TFKit
=====


Installation
------------

The easiest way is to embed TFKit within your repo, ie. clone TFKit and
install it using:

    make install DESTDIR=/path/to/your/repo

Now you can run your test suite using *runtests* binary:

    $ cd /path/to/your/repo
    $ utils/tfkit/runtest

Note that the above probably won't return any useful results as you still
don't have any tests.


Writing tests
-------------

Tests can be written in any scripting language, although the built-in
framework, written in Bash, provides some useful features for writing
certain kind of relatively simple tests.

The harness, though, assumes that:

 *  Any direct sub-directory of `$TF_SUITE` directory ("tests" by default)
    that contains at least *TF_RUN* executable becomes a test,

 *  basename of this directory becomes the name of the test,

 *  and return code from running the executable is reported
    as result of the test, according to "Exit status" section below.


Naming
------

Test name should start with name of the module that is tested and
underscore.  If module name contains dots, they should be replaced with
underscores as well.

    core_sanity
    mod_submod_function
    ini_iniread

are valid test names.


Data
----

Should the test need any data, just leave it around in the test directory
along with *TF_RUN*.

Note that before running, the whole test directory is automatically
copied to a temporary location (one per test), and should the test fail,
copied back as a debugging relic.  For this reason, *do not store
huge amounts of data here*.  If you really need huge data, consider
obtaining it (and throwing it away) within runtime of *TF_RUN*.


Exit status
-----------

We try hard to follow this semantic:

 *  *Zero* means *OK* -- test has been run and passed.

 *  *One* means *Failure* -- test has been run but failed (e.g. found
     a bug).

 *  *Two* means *Bailout* --  test has decided not to run at all.

**Extracted data**
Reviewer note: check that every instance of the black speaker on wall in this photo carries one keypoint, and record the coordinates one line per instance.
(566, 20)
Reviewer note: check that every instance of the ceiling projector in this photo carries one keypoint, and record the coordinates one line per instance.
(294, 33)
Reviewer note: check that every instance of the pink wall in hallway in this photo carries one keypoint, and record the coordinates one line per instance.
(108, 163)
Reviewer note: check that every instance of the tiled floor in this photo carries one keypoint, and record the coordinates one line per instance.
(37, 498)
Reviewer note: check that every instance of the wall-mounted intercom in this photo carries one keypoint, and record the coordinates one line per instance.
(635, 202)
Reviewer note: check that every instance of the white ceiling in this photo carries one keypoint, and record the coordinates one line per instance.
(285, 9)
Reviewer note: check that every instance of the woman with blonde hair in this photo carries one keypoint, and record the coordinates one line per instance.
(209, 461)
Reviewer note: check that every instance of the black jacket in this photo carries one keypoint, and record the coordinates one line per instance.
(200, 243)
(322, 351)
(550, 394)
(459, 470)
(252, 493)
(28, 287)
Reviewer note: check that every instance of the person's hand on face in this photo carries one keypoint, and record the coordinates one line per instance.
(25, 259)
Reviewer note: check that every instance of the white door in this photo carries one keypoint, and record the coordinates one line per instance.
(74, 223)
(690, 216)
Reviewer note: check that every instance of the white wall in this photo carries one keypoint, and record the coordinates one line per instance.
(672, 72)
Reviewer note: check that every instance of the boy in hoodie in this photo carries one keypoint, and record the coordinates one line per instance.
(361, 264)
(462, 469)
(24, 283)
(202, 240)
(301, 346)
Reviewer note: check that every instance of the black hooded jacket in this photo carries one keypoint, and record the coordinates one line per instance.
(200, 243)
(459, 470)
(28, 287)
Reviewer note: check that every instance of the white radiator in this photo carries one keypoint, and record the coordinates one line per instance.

...

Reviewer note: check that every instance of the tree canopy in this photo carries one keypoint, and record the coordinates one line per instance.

==

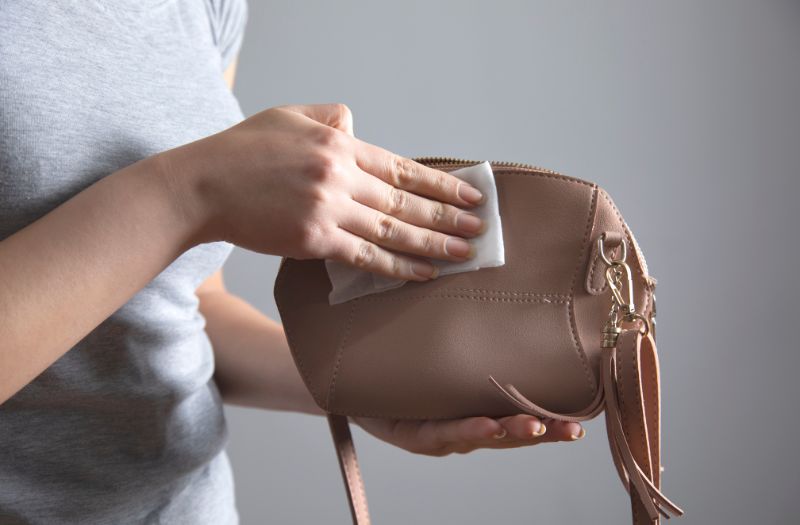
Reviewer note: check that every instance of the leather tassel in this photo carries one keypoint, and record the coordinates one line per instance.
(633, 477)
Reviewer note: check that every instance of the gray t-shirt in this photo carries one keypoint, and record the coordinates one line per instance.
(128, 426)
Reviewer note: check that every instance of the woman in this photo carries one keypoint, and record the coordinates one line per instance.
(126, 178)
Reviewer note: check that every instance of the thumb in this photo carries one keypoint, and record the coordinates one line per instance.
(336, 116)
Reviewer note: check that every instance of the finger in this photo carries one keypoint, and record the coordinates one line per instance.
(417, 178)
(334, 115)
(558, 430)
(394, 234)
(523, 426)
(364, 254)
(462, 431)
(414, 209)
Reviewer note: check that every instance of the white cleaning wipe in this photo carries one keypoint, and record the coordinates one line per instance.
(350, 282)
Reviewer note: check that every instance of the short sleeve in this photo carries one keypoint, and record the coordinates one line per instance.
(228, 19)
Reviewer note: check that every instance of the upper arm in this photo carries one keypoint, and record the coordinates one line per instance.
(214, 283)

**Exercise directions**
Return the whole TFKit document above word for word.

**Worked solution**
TFKit
=====


Installation
------------

The easiest way is to embed TFKit within your repo, ie. clone TFKit and
install it using:

    make install DESTDIR=/path/to/your/repo

Now you can run your test suite using *runtests* binary:

    $ cd /path/to/your/repo
    $ utils/tfkit/runtest

Note that the above probably won't return any useful results as you still
don't have any tests.


Writing tests
-------------

Tests can be written in any scripting language, although the built-in
framework, written in Bash, provides some useful features for writing
certain kind of relatively simple tests.

The harness, though, assumes that:

 *  Any direct sub-directory of `$TF_SUITE` directory ("tests" by default)
    that contains at least *TF_RUN* executable becomes a test,

 *  basename of this directory becomes the name of the test,

 *  and return code from running the executable is reported
    as result of the test, according to "Exit status" section below.


Naming
------

Test name should start with name of the module that is tested and
underscore.  If module name contains dots, they should be replaced with
underscores as well.

    core_sanity
    mod_submod_function
    ini_iniread

are valid test names.


Data
----

Should the test need any data, just leave it around in the test directory
along with *TF_RUN*.

Note that before running, the whole test directory is automatically
copied to a temporary location (one per test), and should the test fail,
copied back as a debugging relic.  For this reason, *do not store
huge amounts of data here*.  If you really need huge data, consider
obtaining it (and throwing it away) within runtime of *TF_RUN*.


Exit status
-----------

We try hard to follow this semantic:

 *  *Zero* means *OK* -- test has been run and passed.

 *  *One* means *Failure* -- test has been run but failed (e.g. found
     a bug).

 *  *Two* means *Bailout* --  test has decided not to run at all.